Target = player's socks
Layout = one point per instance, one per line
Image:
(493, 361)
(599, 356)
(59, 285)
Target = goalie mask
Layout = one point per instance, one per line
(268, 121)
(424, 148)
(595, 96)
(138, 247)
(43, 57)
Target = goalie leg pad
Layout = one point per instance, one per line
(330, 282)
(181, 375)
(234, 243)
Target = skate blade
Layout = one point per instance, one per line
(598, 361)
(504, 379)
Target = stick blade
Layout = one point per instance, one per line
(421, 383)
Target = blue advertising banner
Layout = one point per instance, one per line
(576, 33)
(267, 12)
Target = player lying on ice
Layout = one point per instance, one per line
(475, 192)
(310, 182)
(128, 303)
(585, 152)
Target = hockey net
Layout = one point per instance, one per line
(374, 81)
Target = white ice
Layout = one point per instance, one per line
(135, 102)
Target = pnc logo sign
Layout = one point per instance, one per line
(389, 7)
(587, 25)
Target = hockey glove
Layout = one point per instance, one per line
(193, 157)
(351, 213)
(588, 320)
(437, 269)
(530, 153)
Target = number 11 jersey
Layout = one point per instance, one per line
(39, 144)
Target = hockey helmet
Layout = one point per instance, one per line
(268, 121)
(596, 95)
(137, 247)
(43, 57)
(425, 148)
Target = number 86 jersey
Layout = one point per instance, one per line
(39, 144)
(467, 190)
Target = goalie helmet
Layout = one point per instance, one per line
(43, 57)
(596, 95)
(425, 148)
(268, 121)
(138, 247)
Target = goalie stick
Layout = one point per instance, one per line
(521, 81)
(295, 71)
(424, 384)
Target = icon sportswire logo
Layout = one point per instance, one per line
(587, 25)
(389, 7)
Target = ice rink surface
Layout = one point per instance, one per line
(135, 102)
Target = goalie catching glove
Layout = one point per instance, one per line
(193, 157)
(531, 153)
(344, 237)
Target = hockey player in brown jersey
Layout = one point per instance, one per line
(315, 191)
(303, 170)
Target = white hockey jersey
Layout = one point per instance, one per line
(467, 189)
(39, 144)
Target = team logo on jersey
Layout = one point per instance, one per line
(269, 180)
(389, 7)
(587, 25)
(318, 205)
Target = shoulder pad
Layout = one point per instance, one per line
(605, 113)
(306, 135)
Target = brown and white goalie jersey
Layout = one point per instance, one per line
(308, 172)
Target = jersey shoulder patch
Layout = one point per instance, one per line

-----

SET TASK.
Retype the data in full and match it exactly.

ANSWER IN FULL.
Target = player's socks
Layout = one point per instance, one per line
Image:
(493, 361)
(599, 356)
(59, 285)
Target = goalie mask
Layout = one point per instance, one per line
(268, 121)
(424, 148)
(595, 96)
(138, 247)
(43, 57)
Target = goalie leg pad
Layout = one point per instance, one per line
(330, 282)
(181, 375)
(234, 243)
Target = skate blade
Layout = one point per instance, one per line
(598, 361)
(504, 379)
Target = stick blade
Layout = one point per instance, one per line
(421, 383)
Target = blue advertising banner
Layout = one point per instance, one per line
(576, 33)
(267, 12)
Target = player lying on ice
Layout = one point per instance, one per line
(475, 192)
(310, 182)
(128, 303)
(585, 152)
Target = hockey net
Layout = one point per instance, one per line
(374, 81)
Target = white ice
Layout = one point per instance, one per line
(135, 102)
Target = pnc logo sign
Layout = one point per instance, one per line
(389, 7)
(587, 25)
Target = hockey glove
Layout = one point per instance, one per line
(193, 157)
(351, 213)
(588, 320)
(437, 269)
(530, 153)
Target = number 11 jersey
Layout = one point per instance, one per line
(39, 144)
Target = hockey helmet
Layout = one point per instance, one per line
(268, 121)
(596, 95)
(137, 247)
(43, 57)
(425, 148)
Target = number 86 jersey
Layout = one point per instance, one per line
(39, 144)
(467, 190)
Target = goalie helmet
Layout = one point per instance, one per line
(43, 57)
(596, 95)
(425, 148)
(268, 121)
(138, 247)
Target = goalie stick
Layout = one point per instance, one per line
(521, 81)
(295, 71)
(424, 384)
Target = icon sportswire logo
Layout = one point per instance, one per line
(587, 25)
(389, 7)
Target = ice rink surface
Layout = one point per instance, one per line
(135, 102)
Target = goalie catching glove
Layout = one point per instance, one per line
(193, 157)
(531, 153)
(344, 237)
Target = hockey player in brown jersey
Layout = one point per instance, one per line
(315, 191)
(303, 170)
Target = white hockey jersey
Layout = one point per instance, one per line
(467, 189)
(39, 144)
Target = team logo on jersey
Layout = one point per instance, one per line
(269, 180)
(389, 7)
(587, 25)
(318, 205)
Target = shoulder pad
Layout = one point per instance, one per line
(605, 113)
(306, 135)
Target = brown and white goalie jersey
Layout = one point per instance, one per line
(308, 172)
Target = jersey shoulder patch
Layout = one point per instance, one per line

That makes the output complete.